● What you need to do
Rewrite all of the material below as a Markdown table with two columns, Row and Line, giving each line its own numbered row. Skip the blank lines and leave the pictures out.

● Entries provided
::::::::::

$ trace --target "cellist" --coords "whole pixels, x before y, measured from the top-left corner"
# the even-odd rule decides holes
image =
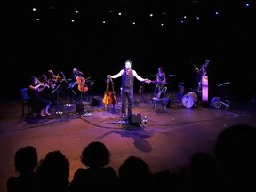
[[[76,94],[76,100],[79,100],[79,95],[81,95],[81,100],[83,100],[83,95],[88,91],[88,87],[85,84],[85,79],[83,77],[84,73],[77,68],[73,68],[73,78],[72,88]]]

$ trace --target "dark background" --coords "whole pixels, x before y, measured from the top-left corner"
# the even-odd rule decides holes
[[[32,75],[52,69],[68,78],[74,68],[103,94],[106,76],[118,73],[126,60],[142,76],[163,67],[177,76],[174,91],[183,82],[188,92],[196,84],[193,64],[200,68],[210,59],[209,88],[230,82],[233,100],[250,100],[256,90],[255,11],[254,2],[243,0],[2,1],[2,96],[20,97]],[[116,92],[120,81],[115,80]]]

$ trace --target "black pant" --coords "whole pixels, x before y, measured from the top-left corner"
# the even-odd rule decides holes
[[[122,113],[126,111],[126,100],[128,100],[128,117],[132,116],[132,98],[133,98],[133,88],[122,88]]]

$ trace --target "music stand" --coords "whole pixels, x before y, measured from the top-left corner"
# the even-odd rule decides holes
[[[172,99],[172,93],[173,93],[173,77],[176,77],[176,75],[172,75],[172,74],[170,74],[169,75],[169,77],[170,78],[170,90],[171,90],[171,100]]]
[[[60,87],[61,86],[61,84],[60,84],[51,93],[53,94],[55,92],[57,92],[57,109],[55,111],[55,114],[62,115],[63,111],[60,111]]]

::::::::::

● Correct output
| Row | Line |
|---|---|
| 1 | $ trace --target "cellist" --coords "whole pixels, x before y, measured from the top-left corner" |
| 2 | # the even-odd rule decides holes |
| 3 | image = |
| 4 | [[[76,94],[76,100],[79,100],[79,95],[81,95],[81,100],[83,100],[83,95],[88,91],[88,87],[85,84],[85,79],[83,77],[84,73],[77,68],[73,68],[73,78],[72,88]]] |
| 5 | $ trace --target "dark background" --coords "whole pixels, x before y, measured from the top-left corner" |
| 6 | # the even-odd rule decides holes |
| 7 | [[[32,75],[52,69],[68,78],[74,68],[103,94],[106,76],[118,73],[126,60],[142,76],[163,67],[177,76],[174,91],[183,82],[188,92],[196,84],[193,64],[200,68],[210,59],[209,88],[230,82],[233,100],[250,100],[256,90],[255,11],[254,2],[243,0],[2,1],[2,96],[20,97]],[[116,92],[120,81],[115,80]]] |
| 8 | $ trace --target "black pant" --coords "whole pixels, x before y, measured from the top-left corner" |
| 9 | # the even-odd rule decides holes |
| 10 | [[[122,113],[126,111],[126,100],[128,100],[128,117],[132,116],[132,98],[133,98],[133,88],[122,88]]] |
| 11 | $ trace --target "music stand" --coords "whole pixels, x before y, measured from the top-left corner" |
| 12 | # the even-odd rule decides holes |
| 13 | [[[172,99],[172,93],[173,93],[173,77],[176,77],[176,75],[172,75],[172,74],[170,74],[169,75],[169,77],[170,78],[170,90],[171,90],[171,100]]] |
| 14 | [[[60,87],[61,86],[61,84],[60,84],[51,93],[53,94],[55,92],[57,92],[57,109],[55,111],[55,114],[62,115],[63,111],[60,111]]] |